• What is required: List every line below that contains the string "wall".
-------- Record list
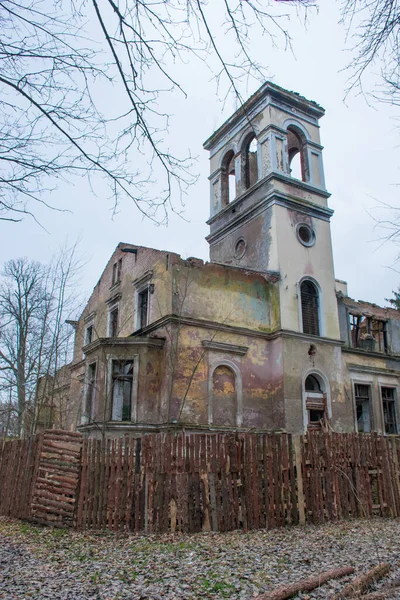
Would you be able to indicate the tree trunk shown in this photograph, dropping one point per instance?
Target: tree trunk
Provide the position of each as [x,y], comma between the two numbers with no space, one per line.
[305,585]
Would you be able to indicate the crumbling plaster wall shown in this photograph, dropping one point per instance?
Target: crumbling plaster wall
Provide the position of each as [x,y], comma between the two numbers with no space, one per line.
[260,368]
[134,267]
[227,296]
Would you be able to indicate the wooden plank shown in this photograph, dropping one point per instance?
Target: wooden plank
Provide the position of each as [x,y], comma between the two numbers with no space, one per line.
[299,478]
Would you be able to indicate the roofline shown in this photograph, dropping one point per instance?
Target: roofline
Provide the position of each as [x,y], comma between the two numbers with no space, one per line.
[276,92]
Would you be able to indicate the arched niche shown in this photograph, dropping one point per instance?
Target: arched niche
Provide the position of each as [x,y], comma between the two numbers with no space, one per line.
----------------
-------- Record list
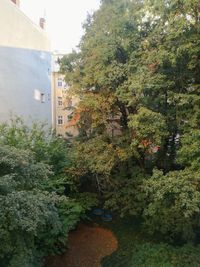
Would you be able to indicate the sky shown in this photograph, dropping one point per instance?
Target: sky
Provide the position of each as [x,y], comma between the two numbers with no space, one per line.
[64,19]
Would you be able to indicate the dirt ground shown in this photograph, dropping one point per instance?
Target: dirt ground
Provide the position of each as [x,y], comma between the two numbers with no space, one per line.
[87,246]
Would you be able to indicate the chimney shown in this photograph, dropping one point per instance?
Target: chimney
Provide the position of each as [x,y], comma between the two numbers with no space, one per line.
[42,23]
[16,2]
----------------
-------- Record list
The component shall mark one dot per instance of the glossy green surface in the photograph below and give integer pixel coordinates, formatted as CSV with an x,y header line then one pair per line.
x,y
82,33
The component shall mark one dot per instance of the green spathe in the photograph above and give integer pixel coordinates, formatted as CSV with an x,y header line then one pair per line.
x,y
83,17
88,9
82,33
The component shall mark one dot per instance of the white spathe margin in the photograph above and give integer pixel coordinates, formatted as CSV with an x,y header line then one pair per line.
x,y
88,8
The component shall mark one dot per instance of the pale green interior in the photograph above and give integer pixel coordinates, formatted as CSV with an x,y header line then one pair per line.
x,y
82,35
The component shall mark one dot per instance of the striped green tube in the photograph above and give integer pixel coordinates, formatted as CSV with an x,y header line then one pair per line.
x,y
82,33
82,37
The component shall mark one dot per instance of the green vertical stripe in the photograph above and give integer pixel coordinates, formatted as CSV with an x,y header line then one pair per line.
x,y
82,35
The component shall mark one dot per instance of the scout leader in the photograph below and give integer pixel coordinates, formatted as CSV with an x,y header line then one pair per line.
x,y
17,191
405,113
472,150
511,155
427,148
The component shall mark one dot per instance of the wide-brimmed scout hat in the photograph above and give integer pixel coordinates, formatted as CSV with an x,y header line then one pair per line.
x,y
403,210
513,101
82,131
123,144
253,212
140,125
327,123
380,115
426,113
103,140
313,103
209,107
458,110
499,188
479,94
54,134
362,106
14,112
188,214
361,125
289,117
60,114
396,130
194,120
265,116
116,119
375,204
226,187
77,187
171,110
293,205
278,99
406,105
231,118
----------------
• Response to this exercise:
Would you be able to indicate the crumbling plaster wall shown in this photograph, dropping one point per instance?
Target: crumbling plaster wall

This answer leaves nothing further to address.